Image box annotation rows
● ● ●
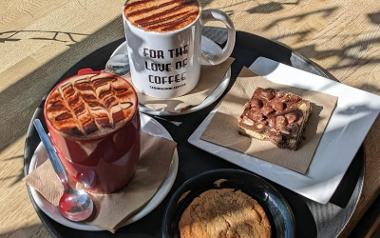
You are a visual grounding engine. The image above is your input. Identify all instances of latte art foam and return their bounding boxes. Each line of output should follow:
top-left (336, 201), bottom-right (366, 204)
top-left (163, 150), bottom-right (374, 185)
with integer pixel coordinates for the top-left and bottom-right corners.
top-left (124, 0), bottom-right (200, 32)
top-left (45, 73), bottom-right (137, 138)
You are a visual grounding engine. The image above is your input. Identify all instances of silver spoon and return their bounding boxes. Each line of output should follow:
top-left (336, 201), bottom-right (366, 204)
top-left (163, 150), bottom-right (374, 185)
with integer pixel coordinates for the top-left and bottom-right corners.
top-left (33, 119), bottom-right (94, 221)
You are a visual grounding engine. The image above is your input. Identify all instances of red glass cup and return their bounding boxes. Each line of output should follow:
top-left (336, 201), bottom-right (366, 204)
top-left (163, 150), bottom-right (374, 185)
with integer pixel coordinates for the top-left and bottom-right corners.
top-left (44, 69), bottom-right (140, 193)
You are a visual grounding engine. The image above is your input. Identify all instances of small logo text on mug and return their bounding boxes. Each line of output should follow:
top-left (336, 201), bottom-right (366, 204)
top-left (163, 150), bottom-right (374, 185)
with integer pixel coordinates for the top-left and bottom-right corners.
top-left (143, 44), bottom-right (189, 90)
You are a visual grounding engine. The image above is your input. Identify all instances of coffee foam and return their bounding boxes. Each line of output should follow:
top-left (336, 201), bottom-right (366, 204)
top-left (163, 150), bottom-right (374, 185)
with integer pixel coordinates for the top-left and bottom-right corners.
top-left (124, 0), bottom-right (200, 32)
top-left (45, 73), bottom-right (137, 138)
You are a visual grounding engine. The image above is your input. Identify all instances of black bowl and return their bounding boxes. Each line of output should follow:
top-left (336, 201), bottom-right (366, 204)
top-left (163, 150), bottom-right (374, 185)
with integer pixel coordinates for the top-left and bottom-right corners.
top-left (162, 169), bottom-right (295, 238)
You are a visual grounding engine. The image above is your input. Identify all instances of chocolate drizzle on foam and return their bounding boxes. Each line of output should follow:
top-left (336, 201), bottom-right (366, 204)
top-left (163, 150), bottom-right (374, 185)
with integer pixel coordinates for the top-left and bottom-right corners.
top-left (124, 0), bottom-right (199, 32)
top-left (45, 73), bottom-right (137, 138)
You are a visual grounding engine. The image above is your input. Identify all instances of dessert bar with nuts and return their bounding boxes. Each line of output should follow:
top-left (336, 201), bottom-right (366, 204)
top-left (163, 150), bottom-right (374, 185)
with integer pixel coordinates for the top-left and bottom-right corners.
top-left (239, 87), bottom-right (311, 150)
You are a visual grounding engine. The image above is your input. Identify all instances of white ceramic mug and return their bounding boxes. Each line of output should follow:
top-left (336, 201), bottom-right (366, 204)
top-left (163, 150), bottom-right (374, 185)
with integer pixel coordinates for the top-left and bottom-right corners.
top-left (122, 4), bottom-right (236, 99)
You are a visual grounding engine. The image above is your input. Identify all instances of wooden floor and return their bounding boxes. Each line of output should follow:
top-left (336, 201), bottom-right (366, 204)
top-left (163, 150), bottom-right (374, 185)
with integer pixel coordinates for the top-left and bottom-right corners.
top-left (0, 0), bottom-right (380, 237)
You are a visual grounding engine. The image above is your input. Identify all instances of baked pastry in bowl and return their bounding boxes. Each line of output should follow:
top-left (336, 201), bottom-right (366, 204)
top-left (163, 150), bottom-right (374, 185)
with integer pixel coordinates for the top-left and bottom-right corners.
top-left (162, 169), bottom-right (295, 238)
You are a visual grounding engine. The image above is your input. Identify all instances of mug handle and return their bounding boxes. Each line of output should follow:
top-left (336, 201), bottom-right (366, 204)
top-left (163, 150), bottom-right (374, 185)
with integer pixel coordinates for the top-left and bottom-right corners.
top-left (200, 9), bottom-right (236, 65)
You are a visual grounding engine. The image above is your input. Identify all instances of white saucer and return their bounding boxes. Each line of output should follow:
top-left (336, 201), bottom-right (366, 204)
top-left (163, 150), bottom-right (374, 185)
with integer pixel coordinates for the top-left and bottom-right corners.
● ● ●
(WORK REQUIRED):
Copy the rows word for word, starting at the very beginning of the rows and ending after the line that contains "top-left (44, 69), bottom-right (140, 193)". Leave out the pictures.

(PROBLEM SOLUTION):
You are a visual grounding engine. The image above is your input. Identify all instances of latte art foam and return their bounding boxes. Each line of output should follow:
top-left (336, 201), bottom-right (366, 204)
top-left (163, 150), bottom-right (374, 185)
with integer pixel coordinates for the top-left and bottom-right corners.
top-left (124, 0), bottom-right (200, 32)
top-left (45, 73), bottom-right (137, 138)
You are a visual grounding engine. The image above is your input. Identify all instances of silver spoon and return their bounding boxes. Each line of output should follow:
top-left (336, 201), bottom-right (366, 204)
top-left (163, 150), bottom-right (374, 185)
with integer pixel coordinates for the top-left and bottom-right corners.
top-left (33, 119), bottom-right (94, 221)
You are a visual grounding engine. The image above is your input. Identify all instances of red glass cup and return their bounding boxes. Each line of output should follow:
top-left (336, 201), bottom-right (366, 204)
top-left (163, 150), bottom-right (374, 185)
with integer pixel coordinates for the top-left and bottom-right corners.
top-left (44, 69), bottom-right (140, 193)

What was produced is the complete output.